> [THE EXERCISE]:
Transcribe all of the material below word for word, changing nothing.

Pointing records
┄┄┄┄┄┄┄┄┄┄

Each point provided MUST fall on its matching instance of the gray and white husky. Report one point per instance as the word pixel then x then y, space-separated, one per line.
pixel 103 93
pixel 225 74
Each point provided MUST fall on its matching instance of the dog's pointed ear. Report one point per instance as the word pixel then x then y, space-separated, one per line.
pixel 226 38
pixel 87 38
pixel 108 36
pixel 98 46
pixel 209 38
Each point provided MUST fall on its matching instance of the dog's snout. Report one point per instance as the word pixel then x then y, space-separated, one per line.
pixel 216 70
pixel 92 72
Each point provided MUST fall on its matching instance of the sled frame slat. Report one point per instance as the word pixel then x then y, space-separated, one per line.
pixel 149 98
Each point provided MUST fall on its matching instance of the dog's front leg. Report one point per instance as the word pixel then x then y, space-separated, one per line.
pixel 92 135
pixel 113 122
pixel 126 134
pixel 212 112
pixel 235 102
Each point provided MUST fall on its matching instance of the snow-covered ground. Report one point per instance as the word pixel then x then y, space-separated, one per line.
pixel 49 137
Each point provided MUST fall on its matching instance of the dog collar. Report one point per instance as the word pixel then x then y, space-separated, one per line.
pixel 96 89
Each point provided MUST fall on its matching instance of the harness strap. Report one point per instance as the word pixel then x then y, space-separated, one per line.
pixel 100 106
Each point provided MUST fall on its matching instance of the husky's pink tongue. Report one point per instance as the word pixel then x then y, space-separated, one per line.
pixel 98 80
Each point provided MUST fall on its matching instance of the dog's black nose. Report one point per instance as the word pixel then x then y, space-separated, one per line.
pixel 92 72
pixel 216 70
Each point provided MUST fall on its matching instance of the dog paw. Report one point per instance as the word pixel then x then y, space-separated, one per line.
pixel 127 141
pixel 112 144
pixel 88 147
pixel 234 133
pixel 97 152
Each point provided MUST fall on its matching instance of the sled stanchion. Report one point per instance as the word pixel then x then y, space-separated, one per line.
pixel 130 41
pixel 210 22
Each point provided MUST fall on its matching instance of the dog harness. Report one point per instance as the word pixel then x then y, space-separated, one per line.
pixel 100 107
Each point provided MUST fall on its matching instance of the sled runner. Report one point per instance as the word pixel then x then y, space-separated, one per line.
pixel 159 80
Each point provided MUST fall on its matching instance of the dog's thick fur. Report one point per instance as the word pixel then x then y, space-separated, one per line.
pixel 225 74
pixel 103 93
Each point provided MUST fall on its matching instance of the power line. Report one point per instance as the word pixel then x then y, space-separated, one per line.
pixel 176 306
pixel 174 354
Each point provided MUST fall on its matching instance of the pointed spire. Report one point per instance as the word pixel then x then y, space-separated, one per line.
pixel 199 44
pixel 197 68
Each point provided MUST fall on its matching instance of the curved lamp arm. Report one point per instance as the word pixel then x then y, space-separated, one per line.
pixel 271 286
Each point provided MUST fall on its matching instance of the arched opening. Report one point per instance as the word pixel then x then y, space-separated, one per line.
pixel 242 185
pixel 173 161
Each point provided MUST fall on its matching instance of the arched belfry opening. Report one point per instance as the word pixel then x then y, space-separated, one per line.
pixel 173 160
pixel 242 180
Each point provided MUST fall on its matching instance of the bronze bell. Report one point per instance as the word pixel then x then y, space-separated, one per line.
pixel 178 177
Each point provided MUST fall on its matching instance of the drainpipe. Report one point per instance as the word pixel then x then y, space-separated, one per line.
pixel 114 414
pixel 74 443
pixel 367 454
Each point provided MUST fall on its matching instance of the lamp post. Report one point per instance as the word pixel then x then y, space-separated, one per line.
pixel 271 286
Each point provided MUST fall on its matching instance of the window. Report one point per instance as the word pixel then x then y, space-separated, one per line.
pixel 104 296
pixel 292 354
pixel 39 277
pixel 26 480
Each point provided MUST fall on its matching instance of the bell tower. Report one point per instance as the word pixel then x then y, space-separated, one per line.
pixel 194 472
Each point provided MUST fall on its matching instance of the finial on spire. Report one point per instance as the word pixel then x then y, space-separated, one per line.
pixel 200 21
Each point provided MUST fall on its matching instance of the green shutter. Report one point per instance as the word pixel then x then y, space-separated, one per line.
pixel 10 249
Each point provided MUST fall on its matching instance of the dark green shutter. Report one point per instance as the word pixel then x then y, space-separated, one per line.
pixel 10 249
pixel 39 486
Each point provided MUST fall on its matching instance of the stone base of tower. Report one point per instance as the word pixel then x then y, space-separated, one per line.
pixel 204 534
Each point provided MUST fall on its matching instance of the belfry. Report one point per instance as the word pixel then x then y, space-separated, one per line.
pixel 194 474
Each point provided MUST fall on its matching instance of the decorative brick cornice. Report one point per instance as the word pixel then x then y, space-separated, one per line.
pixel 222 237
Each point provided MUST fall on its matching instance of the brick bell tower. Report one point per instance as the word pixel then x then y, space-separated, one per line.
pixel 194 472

┄┄┄┄┄┄┄┄┄┄

> [ANSWER FOR THIS EXERCISE]:
Each point provided MUST fall on its matching instance of the gray and white husky. Report one point per instance as the word pixel then x then y, space-separated, one per line.
pixel 103 93
pixel 225 74
Each point provided MUST fall on its matching instance of the dog's pointed ear. Report one point per instance as the word pixel then x then y, space-separated, one per line.
pixel 226 38
pixel 87 38
pixel 108 36
pixel 98 46
pixel 209 38
Each point provided MUST fall on its matching instance of the dog's snout. Report one point per instance as the word pixel then x then y, space-separated, one per line.
pixel 216 70
pixel 92 72
Each point provided MUST fall on its matching instance of the sled frame slat. Report one point per instance as the word pixel then x then y, space-separated, one per line.
pixel 149 98
Each point provided MUST fall on its matching instance of the dog's front leg. Report one point per instance as the word pixel then x then y, space-separated, one per line.
pixel 92 135
pixel 113 122
pixel 126 134
pixel 212 112
pixel 235 102
Each point provided MUST fall on its matching instance of the snow-covered ground. Report one point per instance as the word pixel then x then y, space-separated, one per line.
pixel 49 137
Each point provided MUST fall on its matching instance of the dog collar. Report one point per instance as the word pixel then x then y, space-separated, one per line.
pixel 96 89
Each point provided MUST fall on its matching instance of the harness strap. Report one point per instance as the word pixel then x then y, space-separated, one per line.
pixel 100 106
Each point provided MUST fall on its matching instance of the husky's pink tongue. Report one point per instance as the word pixel then x then y, space-separated, one per line.
pixel 98 80
Each point provided MUST fall on its matching instance of the dog's black nose. Report one point per instance as the word pixel then x then y, space-separated, one per line.
pixel 92 72
pixel 216 70
Each point provided MUST fall on its matching instance of the dog paw. Report one point per instance as the word pixel then x then y, space-separated, one per line.
pixel 127 141
pixel 112 144
pixel 88 147
pixel 234 133
pixel 97 152
Each point provided MUST fall on its matching instance of the sled stanchion. Report one point per instance as the word pixel then x then y, space-separated, one per line.
pixel 130 41
pixel 210 22
Each point provided MUST fall on its matching instance of the dog harness. Report one point per instance as the word pixel then x then y, space-separated, one per line.
pixel 100 107
Each point provided MUST fall on its matching instance of the sled runner. Report one point per instance as the word pixel then x then y, space-separated, one per line.
pixel 159 80
Each point provided MUST fall on its matching instance of the dog's thick fur. Report one point per instance as the word pixel then x then y, space-separated, one per line.
pixel 225 74
pixel 103 93
Each point provided MUST fall on its matching instance of the power line. Report one point per instance as the word pixel then x then y, space-separated, one per line.
pixel 176 306
pixel 174 354
Each point provided MUST fall on its matching instance of the pointed spire. Report one point per instance as the word pixel then x then y, space-separated, one per line.
pixel 199 44
pixel 197 68
Each point provided MUST fall on its matching instance of the curved lamp arm. Report one point per instance as the word pixel then x then y, space-separated, one per line.
pixel 271 286
Each point provided MUST fall on its matching instance of the arched opening. Report one point per instance as the word pixel then x then y, space-separated, one per line.
pixel 242 185
pixel 173 161
Each point provided MUST fall on its matching instance of the arched belfry opening. Report one point per instance as the word pixel then x then y, space-separated, one per line.
pixel 173 160
pixel 242 180
Each point provided MUST fall on its matching instance of the bronze bell. Report one point per instance as the word pixel then x then y, space-separated, one per line.
pixel 178 177
Each point provided MUST fall on its matching instance of the drainpipe. Report one point per instance as the word pixel then x then y, space-separated, one per line.
pixel 114 414
pixel 74 443
pixel 367 454
Each point provided MUST fall on its matching instance of the lamp post. Report one point per instance as the word pixel then x then y, space-separated, one per line.
pixel 271 286
Each point provided MUST fall on its matching instance of the window. Report one point per instance as the word pixel then x then y, space-separated, one per line.
pixel 104 296
pixel 292 354
pixel 39 277
pixel 26 480
Each point provided MUST fall on its matching instance of the bell tower. Report one point per instance as the word pixel then x then y, space-separated, one per line.
pixel 194 472
Each point provided MUST fall on its matching instance of the finial on spire. Report one point per instance as the word pixel then x then y, space-separated, one per line.
pixel 200 21
Each point provided MUST fall on its matching instance of the green shutter. Report one point per instance as the word pixel then x then y, space-separated, one per line.
pixel 10 249
Each point provided MUST fall on its matching instance of the dark green shutter. Report one point per instance as the word pixel then x then y, space-separated, one per line.
pixel 10 249
pixel 39 486
Each point provided MUST fall on its matching instance of the stone base of tower. Report one point per instance as the word pixel then x then y, space-separated, one per line.
pixel 204 534
Each point provided MUST fall on its matching instance of the belfry. Report one point per instance as the word pixel then x then y, space-separated, one per line.
pixel 194 474
Each point provided MUST fall on its matching instance of the decorative brick cornice. Report one point per instance as the word pixel then x then y, space-separated, one per line.
pixel 222 237
Each point provided MUST fall on its matching instance of the brick bell tower. Report one point per instance as the word pixel then x then y, space-separated, one per line.
pixel 194 472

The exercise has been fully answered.